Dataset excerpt
- - -
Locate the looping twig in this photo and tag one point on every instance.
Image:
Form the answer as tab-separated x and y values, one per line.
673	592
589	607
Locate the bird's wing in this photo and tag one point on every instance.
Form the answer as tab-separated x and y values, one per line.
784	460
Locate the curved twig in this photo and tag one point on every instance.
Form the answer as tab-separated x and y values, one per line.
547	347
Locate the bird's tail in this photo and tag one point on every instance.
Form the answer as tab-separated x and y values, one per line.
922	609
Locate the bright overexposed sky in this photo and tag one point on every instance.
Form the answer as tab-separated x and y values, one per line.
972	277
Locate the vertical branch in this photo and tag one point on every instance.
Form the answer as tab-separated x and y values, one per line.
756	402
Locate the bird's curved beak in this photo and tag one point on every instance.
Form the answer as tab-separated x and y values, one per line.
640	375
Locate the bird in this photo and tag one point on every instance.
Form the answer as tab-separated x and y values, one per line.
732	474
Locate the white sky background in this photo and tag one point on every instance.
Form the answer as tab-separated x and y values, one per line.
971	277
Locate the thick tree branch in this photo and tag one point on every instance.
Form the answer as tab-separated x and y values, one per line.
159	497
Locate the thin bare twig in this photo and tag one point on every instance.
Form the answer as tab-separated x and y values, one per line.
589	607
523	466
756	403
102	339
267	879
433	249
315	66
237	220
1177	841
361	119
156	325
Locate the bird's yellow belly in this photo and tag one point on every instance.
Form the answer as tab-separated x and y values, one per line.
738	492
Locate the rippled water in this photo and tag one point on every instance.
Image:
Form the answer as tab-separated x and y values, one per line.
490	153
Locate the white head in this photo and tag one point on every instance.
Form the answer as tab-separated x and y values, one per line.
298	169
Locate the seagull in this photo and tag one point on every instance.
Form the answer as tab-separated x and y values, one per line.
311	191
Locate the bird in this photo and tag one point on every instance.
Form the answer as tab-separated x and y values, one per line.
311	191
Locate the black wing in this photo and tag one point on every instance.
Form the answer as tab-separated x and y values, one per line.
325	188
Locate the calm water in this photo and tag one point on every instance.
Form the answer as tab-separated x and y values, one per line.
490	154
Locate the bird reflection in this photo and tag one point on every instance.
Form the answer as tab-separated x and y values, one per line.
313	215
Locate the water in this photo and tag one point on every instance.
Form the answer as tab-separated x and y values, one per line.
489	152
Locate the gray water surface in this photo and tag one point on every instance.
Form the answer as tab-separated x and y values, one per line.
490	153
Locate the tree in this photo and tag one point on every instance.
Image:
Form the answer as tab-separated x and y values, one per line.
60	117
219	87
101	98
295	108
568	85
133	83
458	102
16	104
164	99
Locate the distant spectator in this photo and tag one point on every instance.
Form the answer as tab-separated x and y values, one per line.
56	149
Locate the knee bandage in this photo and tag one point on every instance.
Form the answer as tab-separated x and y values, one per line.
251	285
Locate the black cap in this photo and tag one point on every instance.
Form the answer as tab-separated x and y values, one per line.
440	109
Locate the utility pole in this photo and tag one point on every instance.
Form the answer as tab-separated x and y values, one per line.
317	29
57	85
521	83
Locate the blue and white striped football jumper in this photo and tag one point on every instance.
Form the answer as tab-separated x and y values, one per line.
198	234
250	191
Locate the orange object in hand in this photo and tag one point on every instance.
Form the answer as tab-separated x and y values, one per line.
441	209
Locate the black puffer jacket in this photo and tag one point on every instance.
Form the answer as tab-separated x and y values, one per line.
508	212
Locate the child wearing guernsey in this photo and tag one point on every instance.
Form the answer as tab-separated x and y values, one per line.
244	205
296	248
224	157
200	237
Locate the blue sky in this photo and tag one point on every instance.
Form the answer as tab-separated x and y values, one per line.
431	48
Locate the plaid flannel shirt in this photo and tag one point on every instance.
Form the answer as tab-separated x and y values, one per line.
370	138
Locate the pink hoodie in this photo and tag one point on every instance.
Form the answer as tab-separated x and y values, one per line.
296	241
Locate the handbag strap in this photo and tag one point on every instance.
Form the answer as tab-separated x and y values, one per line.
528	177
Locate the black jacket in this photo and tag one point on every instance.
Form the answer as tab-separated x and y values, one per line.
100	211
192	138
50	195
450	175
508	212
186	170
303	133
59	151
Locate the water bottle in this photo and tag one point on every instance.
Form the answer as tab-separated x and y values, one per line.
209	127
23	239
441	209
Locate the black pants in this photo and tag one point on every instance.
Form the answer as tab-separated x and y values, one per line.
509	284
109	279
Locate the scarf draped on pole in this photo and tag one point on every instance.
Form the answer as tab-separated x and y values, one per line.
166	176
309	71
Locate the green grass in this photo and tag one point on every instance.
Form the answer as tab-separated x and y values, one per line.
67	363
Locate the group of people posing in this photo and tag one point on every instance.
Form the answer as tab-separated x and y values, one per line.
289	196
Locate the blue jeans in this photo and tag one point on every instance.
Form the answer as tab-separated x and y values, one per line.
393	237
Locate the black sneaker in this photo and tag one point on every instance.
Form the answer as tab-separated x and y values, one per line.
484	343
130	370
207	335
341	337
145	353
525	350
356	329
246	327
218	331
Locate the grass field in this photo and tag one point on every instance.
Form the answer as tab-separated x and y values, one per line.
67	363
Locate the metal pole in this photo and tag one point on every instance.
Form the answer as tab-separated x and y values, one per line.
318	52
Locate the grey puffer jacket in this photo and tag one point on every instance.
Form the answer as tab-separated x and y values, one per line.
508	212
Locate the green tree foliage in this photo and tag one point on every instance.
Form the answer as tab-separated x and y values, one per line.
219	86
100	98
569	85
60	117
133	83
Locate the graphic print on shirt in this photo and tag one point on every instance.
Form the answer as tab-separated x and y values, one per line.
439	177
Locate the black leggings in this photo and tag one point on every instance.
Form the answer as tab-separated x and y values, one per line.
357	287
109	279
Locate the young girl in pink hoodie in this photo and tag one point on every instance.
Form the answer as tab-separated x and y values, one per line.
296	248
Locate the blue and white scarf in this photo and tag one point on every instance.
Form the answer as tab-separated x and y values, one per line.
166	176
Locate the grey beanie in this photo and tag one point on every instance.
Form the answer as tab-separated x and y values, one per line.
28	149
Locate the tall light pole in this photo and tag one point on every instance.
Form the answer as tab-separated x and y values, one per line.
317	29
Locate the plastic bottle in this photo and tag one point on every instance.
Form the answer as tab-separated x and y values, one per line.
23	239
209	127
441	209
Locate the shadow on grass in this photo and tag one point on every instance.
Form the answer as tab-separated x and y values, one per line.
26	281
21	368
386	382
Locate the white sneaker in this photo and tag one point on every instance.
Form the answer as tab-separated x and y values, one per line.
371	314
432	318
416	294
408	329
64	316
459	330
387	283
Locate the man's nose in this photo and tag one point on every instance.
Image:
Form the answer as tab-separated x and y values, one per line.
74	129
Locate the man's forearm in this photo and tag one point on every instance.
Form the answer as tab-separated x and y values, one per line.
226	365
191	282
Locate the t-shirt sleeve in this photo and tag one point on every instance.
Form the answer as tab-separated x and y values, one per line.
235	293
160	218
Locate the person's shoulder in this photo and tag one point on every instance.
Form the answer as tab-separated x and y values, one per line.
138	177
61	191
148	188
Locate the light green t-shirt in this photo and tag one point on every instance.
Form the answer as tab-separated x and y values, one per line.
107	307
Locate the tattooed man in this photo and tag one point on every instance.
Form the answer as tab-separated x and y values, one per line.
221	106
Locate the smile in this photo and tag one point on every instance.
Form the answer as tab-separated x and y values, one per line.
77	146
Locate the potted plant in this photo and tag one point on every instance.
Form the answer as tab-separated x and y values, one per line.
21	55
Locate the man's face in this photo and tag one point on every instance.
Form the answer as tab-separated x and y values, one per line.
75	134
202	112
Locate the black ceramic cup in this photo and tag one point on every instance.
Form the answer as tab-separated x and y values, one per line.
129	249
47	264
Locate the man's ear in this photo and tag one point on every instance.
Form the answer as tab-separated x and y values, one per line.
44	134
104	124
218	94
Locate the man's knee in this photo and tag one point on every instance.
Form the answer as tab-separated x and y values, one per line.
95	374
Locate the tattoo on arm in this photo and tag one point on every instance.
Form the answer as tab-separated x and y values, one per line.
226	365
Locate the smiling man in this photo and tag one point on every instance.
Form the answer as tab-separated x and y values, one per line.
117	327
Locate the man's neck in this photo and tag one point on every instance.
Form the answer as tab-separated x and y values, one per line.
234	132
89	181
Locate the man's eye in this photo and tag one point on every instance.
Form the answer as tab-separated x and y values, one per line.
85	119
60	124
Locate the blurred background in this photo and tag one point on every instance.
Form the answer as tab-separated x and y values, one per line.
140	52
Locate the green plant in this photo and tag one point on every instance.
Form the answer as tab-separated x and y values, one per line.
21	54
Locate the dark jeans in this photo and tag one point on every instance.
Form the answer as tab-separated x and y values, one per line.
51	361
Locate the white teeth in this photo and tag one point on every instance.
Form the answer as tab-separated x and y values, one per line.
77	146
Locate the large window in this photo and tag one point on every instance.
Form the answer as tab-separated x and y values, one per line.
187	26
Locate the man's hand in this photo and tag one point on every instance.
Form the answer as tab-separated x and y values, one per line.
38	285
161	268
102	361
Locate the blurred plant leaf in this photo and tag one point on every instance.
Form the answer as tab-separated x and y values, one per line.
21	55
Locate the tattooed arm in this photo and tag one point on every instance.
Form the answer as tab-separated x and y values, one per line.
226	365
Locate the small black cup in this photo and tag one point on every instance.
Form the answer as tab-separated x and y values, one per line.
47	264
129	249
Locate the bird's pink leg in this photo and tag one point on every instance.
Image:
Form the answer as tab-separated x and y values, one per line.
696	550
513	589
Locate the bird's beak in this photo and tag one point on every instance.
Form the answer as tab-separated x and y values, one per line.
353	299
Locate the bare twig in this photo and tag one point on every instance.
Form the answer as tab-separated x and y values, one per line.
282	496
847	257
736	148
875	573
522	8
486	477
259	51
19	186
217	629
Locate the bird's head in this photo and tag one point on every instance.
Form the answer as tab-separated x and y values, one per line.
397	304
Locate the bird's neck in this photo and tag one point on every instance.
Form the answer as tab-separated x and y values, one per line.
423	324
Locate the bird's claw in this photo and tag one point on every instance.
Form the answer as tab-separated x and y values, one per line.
- - -
◆ Work instructions ◆
Output the line containing "Locate the green plant" and all lines after it to the end of the records, exactly as given.

◆ Output below ◆
Locate the green plant in this photo and tag one point on every instance.
Form the answer as tab-separated x and y values, one per line.
21	54
Locate the dark jeans in this photo and tag one point on every instance.
Form the answer as tab-separated x and y values, one per line.
51	361
Locate the white teeth in this photo and tag one point on every instance.
Form the answer as tab-separated x and y values, one per line.
77	146
Locate the large window in this photo and tag one point on every instance.
Form the answer as tab-separated x and y values, one per line.
187	26
Locate the man's hand in this photo and tag one point on every instance.
Form the answer as tab-separated x and y values, one per line.
38	285
161	268
102	361
Locate the blurred plant leaf in this photo and tag one point on every instance.
Form the answer as tab-separated x and y values, one per line.
21	55
Locate the tattooed arm in this photo and tag one point on every instance.
Form the answer as tab-separated x and y values, one per line.
226	365
Locate the small black cup in this photo and tag one point on every instance.
Form the answer as tab-separated x and y values, one per line.
47	264
129	249
Locate the bird's pink leg in this photo and tag one point on every instance.
Image:
Form the answer as tab-separated x and y values, one per line.
696	550
513	589
Locate the bird's beak in this photo and tag one point on every instance.
Form the answer as tab-separated x and y values, one per line.
353	299
Locate the bare twig in this photo and tag one point on every instance.
Form the answer as tab-separated x and y values, one per line.
282	496
847	257
736	148
875	573
522	8
486	477
259	51
19	186
217	629
Locate the bird's head in this photo and tag one point on every instance.
Form the answer as tab-separated x and y values, one per line.
397	304
Locate the bird's neck in this photo and tag one point on every instance.
Form the answer as tab-separated x and y values, one per line.
423	324
Locate the bird's claw in this photo and tag one point on every instance.
Form the answer as tab-separated x and y values, one per line.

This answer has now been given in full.